Task statement. Give back exactly the lines that start at the one containing "Point to the green foliage." and run to the end of the material, leaving out the pictures.

#### Exercise data

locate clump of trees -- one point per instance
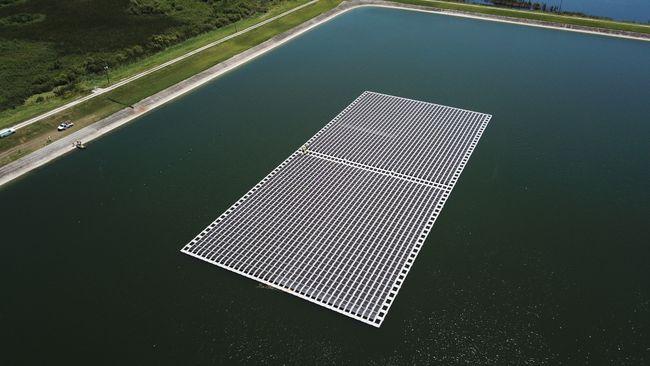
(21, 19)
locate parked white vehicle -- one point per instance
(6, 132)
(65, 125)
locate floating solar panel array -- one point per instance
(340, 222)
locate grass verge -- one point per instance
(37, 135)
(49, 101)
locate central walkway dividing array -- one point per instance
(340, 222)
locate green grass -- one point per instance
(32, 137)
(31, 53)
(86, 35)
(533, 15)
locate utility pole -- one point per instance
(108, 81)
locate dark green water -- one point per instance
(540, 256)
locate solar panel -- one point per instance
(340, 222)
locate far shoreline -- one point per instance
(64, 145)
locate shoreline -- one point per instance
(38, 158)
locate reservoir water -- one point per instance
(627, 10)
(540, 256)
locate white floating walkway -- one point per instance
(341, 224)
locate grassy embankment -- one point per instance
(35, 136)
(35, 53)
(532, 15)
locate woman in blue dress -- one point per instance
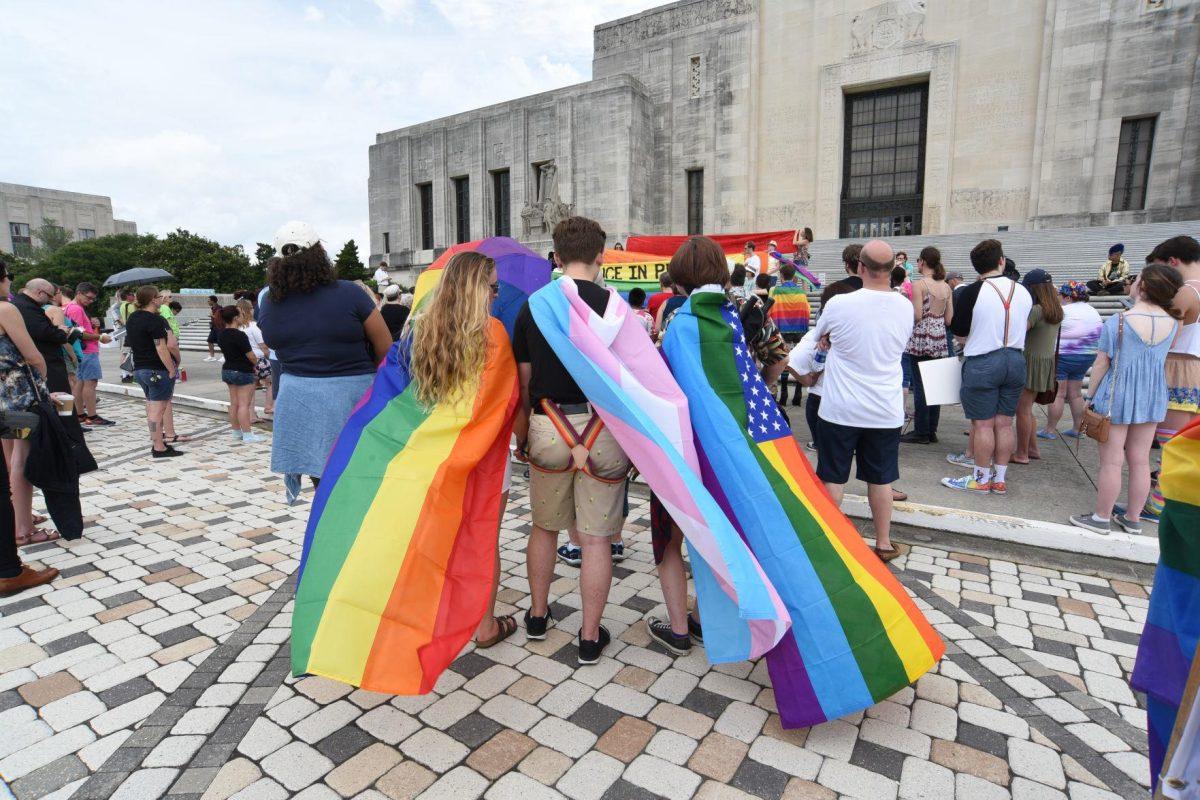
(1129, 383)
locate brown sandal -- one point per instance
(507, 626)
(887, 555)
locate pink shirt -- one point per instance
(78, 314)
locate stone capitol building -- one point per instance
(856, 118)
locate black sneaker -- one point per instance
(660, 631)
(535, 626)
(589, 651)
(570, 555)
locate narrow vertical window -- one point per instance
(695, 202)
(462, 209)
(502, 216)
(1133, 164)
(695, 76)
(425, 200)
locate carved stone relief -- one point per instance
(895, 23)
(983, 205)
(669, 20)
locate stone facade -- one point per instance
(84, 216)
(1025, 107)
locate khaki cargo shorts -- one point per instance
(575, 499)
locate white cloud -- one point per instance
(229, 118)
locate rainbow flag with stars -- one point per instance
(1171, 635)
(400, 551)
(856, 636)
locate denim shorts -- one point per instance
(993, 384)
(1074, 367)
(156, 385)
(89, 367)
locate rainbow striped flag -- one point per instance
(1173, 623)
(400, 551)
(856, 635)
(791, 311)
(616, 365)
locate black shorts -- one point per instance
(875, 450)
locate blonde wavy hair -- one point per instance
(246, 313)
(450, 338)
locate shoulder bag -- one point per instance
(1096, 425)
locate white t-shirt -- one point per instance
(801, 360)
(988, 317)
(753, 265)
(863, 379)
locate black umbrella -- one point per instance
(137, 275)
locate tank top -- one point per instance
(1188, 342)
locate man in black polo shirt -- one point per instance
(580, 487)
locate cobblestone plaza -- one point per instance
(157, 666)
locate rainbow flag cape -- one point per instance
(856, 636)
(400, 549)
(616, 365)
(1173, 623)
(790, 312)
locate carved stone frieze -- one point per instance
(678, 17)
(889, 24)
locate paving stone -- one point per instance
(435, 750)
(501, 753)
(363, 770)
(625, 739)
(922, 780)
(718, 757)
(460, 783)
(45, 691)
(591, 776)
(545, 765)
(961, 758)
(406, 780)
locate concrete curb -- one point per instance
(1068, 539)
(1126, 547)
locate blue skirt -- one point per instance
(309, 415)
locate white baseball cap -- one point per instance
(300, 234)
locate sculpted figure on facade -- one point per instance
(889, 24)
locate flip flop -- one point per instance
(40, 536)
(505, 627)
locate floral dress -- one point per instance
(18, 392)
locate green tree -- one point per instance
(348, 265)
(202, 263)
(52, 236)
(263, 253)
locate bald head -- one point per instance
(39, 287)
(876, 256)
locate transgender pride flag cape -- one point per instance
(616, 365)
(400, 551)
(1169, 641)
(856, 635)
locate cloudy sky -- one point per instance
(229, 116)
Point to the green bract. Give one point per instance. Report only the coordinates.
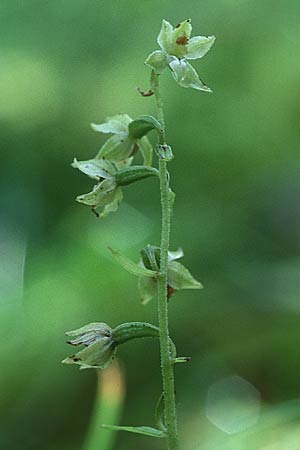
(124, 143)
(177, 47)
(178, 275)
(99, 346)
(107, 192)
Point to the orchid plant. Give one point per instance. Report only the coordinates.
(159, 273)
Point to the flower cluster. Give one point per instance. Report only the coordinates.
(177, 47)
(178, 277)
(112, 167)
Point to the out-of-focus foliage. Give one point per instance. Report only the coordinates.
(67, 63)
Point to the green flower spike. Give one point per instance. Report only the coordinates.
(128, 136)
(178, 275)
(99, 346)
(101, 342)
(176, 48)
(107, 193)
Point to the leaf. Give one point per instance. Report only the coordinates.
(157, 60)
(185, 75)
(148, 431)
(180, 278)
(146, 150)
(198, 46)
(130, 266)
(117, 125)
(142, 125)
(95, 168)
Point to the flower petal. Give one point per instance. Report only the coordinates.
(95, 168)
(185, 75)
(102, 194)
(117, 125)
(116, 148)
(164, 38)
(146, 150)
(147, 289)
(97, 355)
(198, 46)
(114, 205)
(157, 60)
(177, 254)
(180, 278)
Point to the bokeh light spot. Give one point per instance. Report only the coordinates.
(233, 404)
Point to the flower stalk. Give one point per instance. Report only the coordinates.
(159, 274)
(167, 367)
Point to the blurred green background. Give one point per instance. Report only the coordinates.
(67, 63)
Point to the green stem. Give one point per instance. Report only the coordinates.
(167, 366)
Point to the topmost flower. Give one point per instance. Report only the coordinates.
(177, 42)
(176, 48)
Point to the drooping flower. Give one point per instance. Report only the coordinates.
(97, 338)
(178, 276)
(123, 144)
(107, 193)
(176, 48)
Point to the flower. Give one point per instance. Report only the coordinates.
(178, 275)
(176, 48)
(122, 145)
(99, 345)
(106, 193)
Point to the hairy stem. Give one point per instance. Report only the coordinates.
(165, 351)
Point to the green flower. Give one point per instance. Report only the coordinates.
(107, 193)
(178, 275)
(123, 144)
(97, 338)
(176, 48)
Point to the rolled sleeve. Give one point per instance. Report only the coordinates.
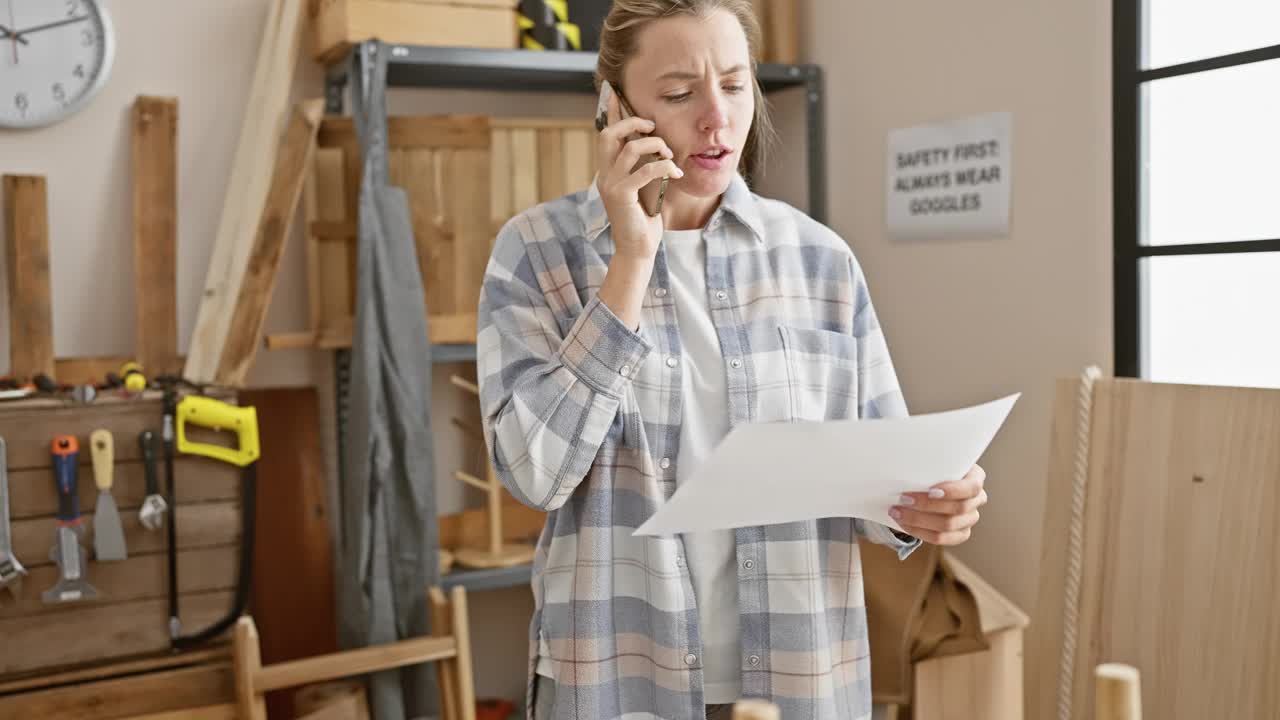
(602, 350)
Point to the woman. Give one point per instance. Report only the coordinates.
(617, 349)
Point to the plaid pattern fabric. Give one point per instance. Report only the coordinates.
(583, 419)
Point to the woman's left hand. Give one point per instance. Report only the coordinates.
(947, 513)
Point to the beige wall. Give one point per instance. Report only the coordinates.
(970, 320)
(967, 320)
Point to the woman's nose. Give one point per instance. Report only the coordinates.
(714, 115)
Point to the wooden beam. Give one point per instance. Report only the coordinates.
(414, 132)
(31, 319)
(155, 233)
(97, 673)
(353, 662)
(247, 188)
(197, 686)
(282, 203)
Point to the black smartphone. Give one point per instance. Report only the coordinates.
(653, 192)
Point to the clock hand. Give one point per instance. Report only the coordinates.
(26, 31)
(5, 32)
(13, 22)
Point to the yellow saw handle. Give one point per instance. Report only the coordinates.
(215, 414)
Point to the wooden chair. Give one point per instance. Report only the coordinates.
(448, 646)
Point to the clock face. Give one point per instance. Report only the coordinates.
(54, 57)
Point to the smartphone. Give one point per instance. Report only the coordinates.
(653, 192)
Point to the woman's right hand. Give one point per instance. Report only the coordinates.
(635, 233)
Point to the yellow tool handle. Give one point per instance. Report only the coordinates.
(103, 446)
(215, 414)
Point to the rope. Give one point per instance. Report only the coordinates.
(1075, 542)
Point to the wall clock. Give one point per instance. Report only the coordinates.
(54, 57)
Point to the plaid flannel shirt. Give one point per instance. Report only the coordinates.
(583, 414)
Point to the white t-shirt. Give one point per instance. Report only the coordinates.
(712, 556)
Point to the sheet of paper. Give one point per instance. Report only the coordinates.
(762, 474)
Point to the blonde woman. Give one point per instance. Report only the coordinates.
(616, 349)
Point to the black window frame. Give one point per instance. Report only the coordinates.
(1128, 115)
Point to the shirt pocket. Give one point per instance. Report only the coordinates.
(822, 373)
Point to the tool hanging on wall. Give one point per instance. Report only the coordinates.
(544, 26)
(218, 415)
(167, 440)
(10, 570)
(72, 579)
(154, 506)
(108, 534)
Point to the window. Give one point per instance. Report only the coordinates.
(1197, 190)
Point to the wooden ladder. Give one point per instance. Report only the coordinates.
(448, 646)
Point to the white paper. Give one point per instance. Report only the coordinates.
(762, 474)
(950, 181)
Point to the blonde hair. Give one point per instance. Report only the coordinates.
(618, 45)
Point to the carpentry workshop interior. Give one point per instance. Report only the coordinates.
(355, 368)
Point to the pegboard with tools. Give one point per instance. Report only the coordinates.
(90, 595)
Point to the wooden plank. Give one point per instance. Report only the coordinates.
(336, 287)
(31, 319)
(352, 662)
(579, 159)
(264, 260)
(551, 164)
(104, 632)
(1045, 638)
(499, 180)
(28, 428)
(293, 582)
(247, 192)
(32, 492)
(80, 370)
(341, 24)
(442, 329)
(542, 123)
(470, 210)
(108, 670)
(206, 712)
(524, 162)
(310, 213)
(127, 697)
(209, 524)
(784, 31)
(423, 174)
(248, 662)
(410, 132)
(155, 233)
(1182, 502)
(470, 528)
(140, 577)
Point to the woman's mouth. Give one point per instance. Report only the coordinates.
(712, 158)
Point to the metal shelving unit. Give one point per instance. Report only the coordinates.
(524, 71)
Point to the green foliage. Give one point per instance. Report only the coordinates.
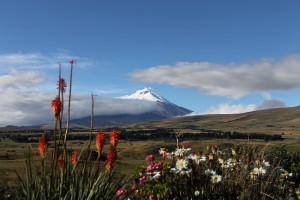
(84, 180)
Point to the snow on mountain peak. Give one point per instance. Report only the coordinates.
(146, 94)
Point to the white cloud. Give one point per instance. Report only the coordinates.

########

Solution to this exercise.
Point to the green foliage. Give one point per instance. Report only the coordinates.
(84, 180)
Point to the snow on mountain peak. Give one point per instance. Report only the coordinates.
(146, 94)
Point to the white cloud. Give one point per instance. Report only the coordinates.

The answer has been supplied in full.